── RECORDS PROVIDED ──
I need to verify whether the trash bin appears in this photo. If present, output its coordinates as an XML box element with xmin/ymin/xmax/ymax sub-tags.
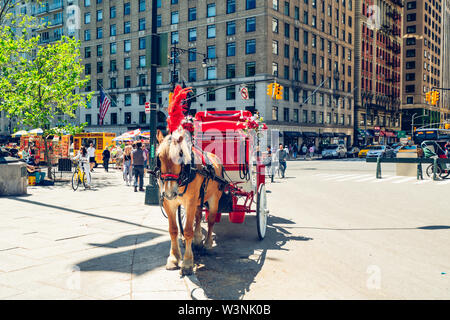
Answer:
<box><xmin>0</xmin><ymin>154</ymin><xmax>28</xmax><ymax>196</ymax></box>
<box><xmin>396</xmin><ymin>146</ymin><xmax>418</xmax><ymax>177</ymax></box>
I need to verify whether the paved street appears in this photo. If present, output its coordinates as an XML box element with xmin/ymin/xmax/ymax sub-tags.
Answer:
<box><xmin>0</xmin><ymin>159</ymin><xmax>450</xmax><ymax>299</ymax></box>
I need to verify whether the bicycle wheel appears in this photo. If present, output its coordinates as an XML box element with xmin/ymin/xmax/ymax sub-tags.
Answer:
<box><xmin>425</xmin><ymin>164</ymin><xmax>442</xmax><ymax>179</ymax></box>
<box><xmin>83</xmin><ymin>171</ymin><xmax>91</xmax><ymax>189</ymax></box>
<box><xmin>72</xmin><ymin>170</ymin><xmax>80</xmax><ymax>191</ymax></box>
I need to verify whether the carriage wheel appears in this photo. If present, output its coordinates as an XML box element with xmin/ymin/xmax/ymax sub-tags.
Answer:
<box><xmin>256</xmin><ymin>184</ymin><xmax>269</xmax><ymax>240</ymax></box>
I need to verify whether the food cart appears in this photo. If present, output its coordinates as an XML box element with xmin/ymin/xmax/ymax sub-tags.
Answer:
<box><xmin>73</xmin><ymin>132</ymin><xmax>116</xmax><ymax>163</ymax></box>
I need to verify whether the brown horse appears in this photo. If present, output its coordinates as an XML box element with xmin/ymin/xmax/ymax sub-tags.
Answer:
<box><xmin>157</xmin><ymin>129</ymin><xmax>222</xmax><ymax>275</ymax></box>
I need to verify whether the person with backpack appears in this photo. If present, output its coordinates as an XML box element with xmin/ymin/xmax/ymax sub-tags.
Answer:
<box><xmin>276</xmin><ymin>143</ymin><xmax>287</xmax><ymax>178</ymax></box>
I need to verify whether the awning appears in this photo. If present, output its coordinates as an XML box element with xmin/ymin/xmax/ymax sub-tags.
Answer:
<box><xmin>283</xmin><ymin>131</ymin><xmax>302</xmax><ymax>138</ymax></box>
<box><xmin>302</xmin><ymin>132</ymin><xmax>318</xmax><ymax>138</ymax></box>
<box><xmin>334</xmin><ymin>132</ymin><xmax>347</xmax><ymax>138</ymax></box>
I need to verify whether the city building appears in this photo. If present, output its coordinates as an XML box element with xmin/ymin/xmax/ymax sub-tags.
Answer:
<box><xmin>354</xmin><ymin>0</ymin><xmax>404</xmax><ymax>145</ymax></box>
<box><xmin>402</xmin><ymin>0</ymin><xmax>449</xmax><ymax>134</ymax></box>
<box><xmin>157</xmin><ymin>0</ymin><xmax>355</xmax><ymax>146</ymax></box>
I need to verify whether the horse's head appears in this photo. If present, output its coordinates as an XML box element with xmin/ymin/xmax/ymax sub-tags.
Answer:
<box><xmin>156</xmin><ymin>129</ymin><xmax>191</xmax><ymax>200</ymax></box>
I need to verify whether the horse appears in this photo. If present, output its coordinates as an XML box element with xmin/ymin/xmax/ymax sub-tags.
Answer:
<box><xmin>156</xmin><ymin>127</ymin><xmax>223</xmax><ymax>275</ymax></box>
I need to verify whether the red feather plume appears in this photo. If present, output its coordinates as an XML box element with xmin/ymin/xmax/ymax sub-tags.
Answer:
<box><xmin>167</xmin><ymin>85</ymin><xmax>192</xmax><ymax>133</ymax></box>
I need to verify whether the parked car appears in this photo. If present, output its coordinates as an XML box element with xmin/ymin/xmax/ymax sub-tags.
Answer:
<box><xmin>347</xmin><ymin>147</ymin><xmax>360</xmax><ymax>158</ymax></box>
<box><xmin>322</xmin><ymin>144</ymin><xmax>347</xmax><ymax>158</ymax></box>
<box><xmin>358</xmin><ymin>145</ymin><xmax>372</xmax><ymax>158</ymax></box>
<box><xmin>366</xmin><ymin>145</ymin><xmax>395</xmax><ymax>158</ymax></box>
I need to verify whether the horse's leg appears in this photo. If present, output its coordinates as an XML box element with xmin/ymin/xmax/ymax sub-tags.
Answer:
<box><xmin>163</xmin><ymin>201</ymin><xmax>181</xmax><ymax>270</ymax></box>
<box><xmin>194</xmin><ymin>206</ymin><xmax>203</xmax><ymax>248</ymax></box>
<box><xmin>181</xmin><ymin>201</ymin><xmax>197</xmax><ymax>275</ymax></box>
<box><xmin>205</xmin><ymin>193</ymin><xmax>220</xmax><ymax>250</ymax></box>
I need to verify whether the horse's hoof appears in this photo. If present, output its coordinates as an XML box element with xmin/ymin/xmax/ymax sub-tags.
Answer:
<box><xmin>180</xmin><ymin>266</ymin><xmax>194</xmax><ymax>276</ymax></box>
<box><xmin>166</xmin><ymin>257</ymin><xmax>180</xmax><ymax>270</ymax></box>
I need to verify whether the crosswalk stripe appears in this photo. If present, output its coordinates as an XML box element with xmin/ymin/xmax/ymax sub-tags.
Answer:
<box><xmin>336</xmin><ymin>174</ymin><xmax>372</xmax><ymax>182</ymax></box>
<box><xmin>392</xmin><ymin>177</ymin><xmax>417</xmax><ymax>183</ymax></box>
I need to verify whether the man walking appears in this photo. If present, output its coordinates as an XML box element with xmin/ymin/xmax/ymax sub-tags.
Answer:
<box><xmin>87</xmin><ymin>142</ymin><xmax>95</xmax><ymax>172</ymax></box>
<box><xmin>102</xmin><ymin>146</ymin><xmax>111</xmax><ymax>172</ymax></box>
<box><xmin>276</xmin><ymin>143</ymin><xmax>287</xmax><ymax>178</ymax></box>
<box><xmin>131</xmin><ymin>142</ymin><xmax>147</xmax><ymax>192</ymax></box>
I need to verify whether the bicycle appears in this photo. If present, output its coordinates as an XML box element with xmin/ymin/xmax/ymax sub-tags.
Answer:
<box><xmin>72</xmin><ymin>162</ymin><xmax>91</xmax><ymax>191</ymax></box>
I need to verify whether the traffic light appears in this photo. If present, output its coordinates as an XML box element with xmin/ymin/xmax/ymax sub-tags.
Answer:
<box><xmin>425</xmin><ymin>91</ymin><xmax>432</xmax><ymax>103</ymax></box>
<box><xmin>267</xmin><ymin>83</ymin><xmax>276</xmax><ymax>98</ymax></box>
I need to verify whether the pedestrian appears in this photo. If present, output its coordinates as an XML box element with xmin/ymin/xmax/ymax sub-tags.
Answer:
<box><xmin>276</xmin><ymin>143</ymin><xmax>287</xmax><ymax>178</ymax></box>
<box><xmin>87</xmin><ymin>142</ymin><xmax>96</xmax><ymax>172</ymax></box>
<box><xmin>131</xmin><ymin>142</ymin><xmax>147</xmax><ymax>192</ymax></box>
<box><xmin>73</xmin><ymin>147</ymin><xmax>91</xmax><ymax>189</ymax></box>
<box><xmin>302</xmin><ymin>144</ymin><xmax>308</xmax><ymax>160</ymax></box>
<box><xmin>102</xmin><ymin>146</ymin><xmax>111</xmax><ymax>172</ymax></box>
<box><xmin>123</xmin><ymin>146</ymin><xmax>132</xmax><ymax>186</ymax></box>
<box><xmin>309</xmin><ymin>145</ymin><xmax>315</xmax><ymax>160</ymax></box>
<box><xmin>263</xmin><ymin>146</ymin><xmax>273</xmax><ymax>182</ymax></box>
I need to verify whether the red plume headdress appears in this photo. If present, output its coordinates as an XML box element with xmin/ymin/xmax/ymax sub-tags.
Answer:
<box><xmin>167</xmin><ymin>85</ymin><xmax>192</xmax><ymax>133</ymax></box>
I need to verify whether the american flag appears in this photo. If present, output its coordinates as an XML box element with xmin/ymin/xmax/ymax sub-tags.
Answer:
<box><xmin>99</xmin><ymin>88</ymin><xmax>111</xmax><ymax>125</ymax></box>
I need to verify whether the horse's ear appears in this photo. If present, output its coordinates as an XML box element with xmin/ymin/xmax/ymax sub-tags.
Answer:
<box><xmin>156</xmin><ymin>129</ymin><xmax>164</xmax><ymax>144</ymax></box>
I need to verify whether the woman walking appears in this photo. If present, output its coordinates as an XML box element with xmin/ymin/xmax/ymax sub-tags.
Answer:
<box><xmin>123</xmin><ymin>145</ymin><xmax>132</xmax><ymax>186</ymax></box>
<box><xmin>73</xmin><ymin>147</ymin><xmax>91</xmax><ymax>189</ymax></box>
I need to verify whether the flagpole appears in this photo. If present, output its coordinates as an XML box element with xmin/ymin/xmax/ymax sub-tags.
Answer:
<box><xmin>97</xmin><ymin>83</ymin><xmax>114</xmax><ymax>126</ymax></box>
───
── RECORDS PROVIDED ──
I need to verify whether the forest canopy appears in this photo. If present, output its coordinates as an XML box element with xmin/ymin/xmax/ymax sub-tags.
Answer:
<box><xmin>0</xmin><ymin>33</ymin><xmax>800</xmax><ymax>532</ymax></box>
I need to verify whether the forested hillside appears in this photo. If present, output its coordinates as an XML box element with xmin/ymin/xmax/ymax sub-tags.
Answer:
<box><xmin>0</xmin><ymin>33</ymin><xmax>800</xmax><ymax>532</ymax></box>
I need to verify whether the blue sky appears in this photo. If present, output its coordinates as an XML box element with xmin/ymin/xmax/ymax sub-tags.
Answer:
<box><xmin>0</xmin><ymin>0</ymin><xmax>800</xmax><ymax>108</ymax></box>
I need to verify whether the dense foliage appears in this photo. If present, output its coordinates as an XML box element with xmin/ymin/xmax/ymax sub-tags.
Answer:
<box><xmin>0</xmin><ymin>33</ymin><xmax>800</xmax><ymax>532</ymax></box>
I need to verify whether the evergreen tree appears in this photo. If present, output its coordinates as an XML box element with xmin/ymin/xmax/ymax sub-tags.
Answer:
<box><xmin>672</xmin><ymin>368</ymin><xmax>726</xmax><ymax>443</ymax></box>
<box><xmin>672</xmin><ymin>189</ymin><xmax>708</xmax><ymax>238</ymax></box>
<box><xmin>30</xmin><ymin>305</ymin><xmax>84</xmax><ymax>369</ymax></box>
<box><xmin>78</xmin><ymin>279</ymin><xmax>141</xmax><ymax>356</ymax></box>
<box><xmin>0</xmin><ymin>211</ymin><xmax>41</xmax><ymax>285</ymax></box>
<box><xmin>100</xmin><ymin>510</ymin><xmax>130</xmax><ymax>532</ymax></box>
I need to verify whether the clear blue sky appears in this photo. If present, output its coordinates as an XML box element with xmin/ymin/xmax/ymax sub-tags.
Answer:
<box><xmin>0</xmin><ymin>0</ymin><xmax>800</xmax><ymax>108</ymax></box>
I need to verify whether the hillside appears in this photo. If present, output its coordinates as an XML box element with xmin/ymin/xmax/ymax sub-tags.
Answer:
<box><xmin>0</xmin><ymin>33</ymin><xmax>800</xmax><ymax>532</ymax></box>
───
EXERCISE DESCRIPTION: Filter the data above and copy every line that contains the word "walking", treating uppercase and lowercase letters as different.

SOLUTION:
I need to verify whether the man walking appears in this photo. If present, output its coordinates as an XML box element with xmin/ymin/xmax/ymax sub-tags.
I need to verify whether the woman walking appears in this photo. If present, output its coordinates as an XML box element with xmin/ymin/xmax/ymax sub-tags.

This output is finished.